Written exercise:
Skip the images. Copy the records exactly as written.

== Material for this task ==

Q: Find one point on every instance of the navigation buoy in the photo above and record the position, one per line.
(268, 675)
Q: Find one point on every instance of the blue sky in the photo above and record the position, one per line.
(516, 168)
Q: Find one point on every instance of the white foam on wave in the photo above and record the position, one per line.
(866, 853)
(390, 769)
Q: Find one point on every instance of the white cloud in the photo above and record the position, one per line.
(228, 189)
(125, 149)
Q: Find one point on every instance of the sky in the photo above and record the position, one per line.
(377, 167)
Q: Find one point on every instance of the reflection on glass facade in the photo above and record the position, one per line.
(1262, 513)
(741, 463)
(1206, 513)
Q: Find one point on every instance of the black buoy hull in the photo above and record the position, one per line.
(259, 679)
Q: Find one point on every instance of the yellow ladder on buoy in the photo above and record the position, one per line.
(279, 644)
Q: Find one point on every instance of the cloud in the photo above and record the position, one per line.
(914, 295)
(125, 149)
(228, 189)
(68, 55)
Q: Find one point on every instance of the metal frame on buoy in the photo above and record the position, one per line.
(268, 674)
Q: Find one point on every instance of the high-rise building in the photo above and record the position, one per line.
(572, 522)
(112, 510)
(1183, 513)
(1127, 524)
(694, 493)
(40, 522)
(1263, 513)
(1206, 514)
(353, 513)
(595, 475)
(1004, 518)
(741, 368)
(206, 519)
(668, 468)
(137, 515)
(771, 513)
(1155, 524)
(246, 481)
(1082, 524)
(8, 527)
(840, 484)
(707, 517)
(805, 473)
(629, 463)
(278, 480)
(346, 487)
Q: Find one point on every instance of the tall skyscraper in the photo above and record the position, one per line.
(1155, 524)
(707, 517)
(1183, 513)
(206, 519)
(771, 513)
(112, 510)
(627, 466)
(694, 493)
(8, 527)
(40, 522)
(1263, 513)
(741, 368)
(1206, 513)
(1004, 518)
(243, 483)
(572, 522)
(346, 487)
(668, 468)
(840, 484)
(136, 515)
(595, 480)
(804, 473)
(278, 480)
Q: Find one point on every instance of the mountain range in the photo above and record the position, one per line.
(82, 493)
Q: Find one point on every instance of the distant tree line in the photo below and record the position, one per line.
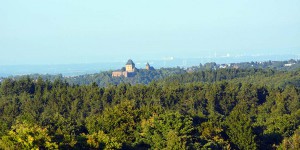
(213, 109)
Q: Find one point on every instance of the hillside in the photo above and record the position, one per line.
(217, 109)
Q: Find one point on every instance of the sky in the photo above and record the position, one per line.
(75, 31)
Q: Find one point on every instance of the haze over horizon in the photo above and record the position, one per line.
(74, 32)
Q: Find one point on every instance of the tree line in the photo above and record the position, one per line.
(222, 109)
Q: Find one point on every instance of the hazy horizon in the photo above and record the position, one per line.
(75, 32)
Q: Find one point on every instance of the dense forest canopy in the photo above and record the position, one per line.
(204, 109)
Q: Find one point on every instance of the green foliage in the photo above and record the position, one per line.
(212, 109)
(27, 136)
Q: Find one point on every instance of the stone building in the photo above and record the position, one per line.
(129, 70)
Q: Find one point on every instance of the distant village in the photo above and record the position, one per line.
(129, 70)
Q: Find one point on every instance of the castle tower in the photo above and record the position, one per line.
(130, 66)
(147, 66)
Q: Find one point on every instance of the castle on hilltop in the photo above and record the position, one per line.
(129, 70)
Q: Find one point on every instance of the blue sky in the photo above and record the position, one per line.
(91, 31)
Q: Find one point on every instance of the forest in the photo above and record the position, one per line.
(205, 109)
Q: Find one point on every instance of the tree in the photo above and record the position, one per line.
(27, 136)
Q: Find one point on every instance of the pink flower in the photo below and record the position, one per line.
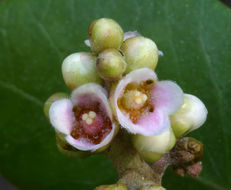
(86, 119)
(142, 104)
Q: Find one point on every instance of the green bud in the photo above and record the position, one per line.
(105, 33)
(111, 64)
(112, 187)
(152, 187)
(80, 68)
(190, 116)
(152, 148)
(140, 52)
(51, 99)
(67, 149)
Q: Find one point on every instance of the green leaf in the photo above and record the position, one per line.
(35, 36)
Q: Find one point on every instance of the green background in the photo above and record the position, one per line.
(35, 36)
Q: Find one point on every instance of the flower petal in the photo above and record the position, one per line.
(84, 145)
(89, 95)
(168, 96)
(61, 116)
(131, 34)
(148, 125)
(138, 76)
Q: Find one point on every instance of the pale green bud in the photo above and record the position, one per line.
(152, 187)
(112, 187)
(80, 68)
(111, 64)
(105, 33)
(189, 117)
(140, 52)
(152, 148)
(51, 99)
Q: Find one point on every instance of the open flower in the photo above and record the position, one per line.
(86, 119)
(142, 104)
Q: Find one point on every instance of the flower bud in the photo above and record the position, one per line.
(51, 99)
(152, 187)
(105, 33)
(189, 117)
(80, 68)
(140, 52)
(152, 148)
(111, 64)
(112, 187)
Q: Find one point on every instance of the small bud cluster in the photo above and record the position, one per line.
(115, 87)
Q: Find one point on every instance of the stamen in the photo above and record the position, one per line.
(89, 121)
(134, 99)
(84, 116)
(92, 114)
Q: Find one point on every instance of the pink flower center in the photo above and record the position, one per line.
(91, 124)
(135, 101)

===

Answer below:
Q: Find one point on every instance of the navigation buoy in the photo above and record the position, one per line.
(268, 675)
Q: Find one point on every instance of the blue sky in the photo above and record the position, one per line.
(516, 168)
Q: Find one point on every instance of the white foam on wave in the photo above and record the position, one per line.
(866, 853)
(390, 769)
Q: Find one point on every instance of the white cloud in the photo above and record the position, one per line.
(228, 189)
(125, 149)
Q: Find one point on every instance of the sky in the photo above and record the position, one per line.
(377, 167)
Q: Find one point on every instance of the reflection on glass facade in the photo above and record the position, one per line.
(1262, 513)
(741, 463)
(1206, 513)
Q: Find one point on every instance of the black buoy hull in the photo above and record the position, one per line.
(259, 679)
Q: Find one point on every instance of the yellow ladder on buoy in the photo above and record the position, one per line.
(279, 644)
Q: Find one point on every instance of the cloud in the photo above and record the position, one per line.
(914, 295)
(125, 149)
(228, 189)
(68, 55)
Q: Find one point on every instance of the metal frame on buoy in the photo above and record the position, one per line.
(268, 674)
Q: Find one point on every instance of the high-rise building in the photo above and record the position, one per line.
(572, 522)
(112, 510)
(1183, 513)
(1127, 524)
(694, 493)
(40, 522)
(1263, 513)
(1206, 514)
(353, 513)
(595, 475)
(1004, 518)
(741, 368)
(206, 519)
(668, 468)
(137, 515)
(771, 513)
(1155, 524)
(246, 481)
(1082, 524)
(8, 527)
(840, 484)
(707, 517)
(805, 473)
(629, 463)
(278, 480)
(346, 487)
Q: Find one point on every instance of the tall skyscraper in the photo above and record the position, one per line.
(1155, 524)
(707, 517)
(1183, 513)
(206, 519)
(771, 513)
(112, 510)
(627, 466)
(694, 493)
(8, 527)
(40, 522)
(1263, 513)
(741, 368)
(1206, 513)
(1004, 518)
(243, 483)
(572, 522)
(346, 487)
(668, 468)
(840, 484)
(136, 515)
(595, 480)
(804, 473)
(278, 480)
Q: Find one point on every instance of the mountain range in the photo above and record the position, one per line.
(82, 493)
Q: Find one point on every instance of the distant tree line in the photo below and record the position, one per line.
(213, 109)
Q: Find one point on every instance of the hillside in the photo above and record the position, one per line.
(217, 109)
Q: Find one point on every instance of the sky in the photo above and record the position, one per line.
(75, 31)
Q: Find one point on every instance of the haze over horizon in the photo above and record the position, one per line.
(74, 32)
Q: Find one point on every instance of the tree line in the photo above and record the position, one per line.
(222, 109)
Q: Find one point on every instance of the hazy horizon in the photo above and record the position, one per line.
(75, 32)
Q: Find one point on every instance of the dense forest canopy in the photo above and record the position, one per line.
(204, 109)
Q: Find one point on every instance of the green foliage in the photo above and record the position, one per line.
(212, 109)
(27, 136)
Q: Find one point on every instance of the stone building in the photo above and record the position, one per line.
(129, 70)
Q: Find one point on every instance of the distant village in the photo above and record the position, one per line.
(129, 70)
Q: Find one point on every instance of the castle tower in the photo above and record the position, one per line.
(130, 66)
(147, 66)
Q: Find one point on every instance of the castle on hilltop in the photo above and record the position, one per line.
(129, 70)
Q: Find one point on every instance of the blue sky in the photo above and record the position, one per line.
(91, 31)
Q: Find one point on every instance of the forest in the photo above and record the position, one per line.
(205, 109)
Q: Find one point on every instance of the tree in the photo above and record the position, one per line.
(27, 136)
Q: Find one point on every instance of the pink flower in the photo below and record the position, one per line.
(86, 119)
(142, 104)
Q: Find one point on every instance of the green bud in the photo above and record the position, one per line.
(105, 33)
(111, 64)
(112, 187)
(152, 187)
(80, 68)
(190, 116)
(152, 148)
(140, 52)
(51, 99)
(67, 149)
Q: Find one point on every instance of the green leaf in the photo above and record the position, one per line.
(35, 36)
Q: Find one point on every instance of the green background in the photo above and record the position, one per line.
(35, 36)
Q: Find one point on every instance of the flower petal in the photo above and record the position, one per line.
(84, 145)
(89, 95)
(168, 96)
(61, 116)
(131, 34)
(148, 125)
(138, 76)
Q: Find one point on every instance of the pale green bud in the photo above and record the position, one per line.
(152, 187)
(112, 187)
(80, 68)
(111, 64)
(105, 33)
(189, 117)
(140, 52)
(152, 148)
(51, 99)
Q: Find one point on every instance of the open flower in the photo above and record the position, one per line.
(86, 119)
(142, 104)
Q: Find one point on every instance of the flower bud in the photo above and record the position, one per line.
(51, 99)
(152, 187)
(105, 33)
(189, 117)
(80, 68)
(140, 52)
(152, 148)
(111, 64)
(112, 187)
Q: Find one point on every instance of the small bud cluster in the photo above and record the position, one per line.
(115, 87)
Q: Find one point on every instance of the stamen in the photo above and record the position, one per line.
(89, 121)
(134, 99)
(84, 116)
(92, 114)
Q: Find one point on every instance of the pink flower center in the photo above and record the position, one per line.
(91, 124)
(135, 101)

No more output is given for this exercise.